-------- Materials provided
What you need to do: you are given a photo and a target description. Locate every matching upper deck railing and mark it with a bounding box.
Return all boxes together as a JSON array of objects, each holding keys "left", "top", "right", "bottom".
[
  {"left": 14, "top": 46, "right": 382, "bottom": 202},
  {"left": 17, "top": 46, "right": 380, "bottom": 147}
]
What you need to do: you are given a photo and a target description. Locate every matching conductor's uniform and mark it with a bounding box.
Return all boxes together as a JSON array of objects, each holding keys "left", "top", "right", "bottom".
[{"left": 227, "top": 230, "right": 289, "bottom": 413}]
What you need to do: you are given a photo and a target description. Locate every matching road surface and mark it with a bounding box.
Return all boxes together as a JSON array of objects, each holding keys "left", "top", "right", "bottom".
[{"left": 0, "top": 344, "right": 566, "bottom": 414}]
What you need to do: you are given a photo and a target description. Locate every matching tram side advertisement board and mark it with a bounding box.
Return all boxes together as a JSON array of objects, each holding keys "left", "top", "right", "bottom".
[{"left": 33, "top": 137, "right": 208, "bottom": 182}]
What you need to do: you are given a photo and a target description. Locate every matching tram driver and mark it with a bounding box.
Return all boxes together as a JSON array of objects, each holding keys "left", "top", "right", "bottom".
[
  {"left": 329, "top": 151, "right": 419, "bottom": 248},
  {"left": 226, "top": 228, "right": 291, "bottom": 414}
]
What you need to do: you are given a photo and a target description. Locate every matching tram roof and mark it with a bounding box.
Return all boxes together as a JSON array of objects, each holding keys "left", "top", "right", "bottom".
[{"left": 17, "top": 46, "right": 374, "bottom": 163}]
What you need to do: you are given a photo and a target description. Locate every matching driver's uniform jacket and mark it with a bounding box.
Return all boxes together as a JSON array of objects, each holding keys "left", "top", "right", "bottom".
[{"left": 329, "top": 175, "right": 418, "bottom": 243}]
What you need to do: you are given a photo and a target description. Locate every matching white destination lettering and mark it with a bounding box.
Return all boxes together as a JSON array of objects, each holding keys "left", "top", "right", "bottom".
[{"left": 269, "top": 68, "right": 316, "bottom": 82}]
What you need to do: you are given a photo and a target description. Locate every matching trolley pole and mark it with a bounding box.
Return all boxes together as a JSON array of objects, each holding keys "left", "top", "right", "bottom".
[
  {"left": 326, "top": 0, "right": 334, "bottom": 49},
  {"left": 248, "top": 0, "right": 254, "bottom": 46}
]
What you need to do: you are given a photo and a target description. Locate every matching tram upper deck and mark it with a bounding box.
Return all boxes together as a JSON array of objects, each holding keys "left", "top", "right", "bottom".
----------------
## Exercise
Copy out the rows from the line containing "pole and mark it with a bounding box." through the final line of the rows, both ends included, with the requests kept unchanged. Offset every bounding-box coordinate in the answers by -30.

## Reply to the task
What you need to do: you are given a photo and a target description. Locate every matching trolley pole and mark it with a bounding box.
Return all boxes together as a JSON array of objects, each holding keys "left", "top", "right", "bottom".
[
  {"left": 296, "top": -30, "right": 304, "bottom": 19},
  {"left": 218, "top": -30, "right": 224, "bottom": 16}
]
What you need to do: you are given a photo and a target description. Locate every matching tram upper deck and mark it with a bounding box.
Return all boxes together as a JSON array of objects, each holding keys "left", "top", "right", "bottom".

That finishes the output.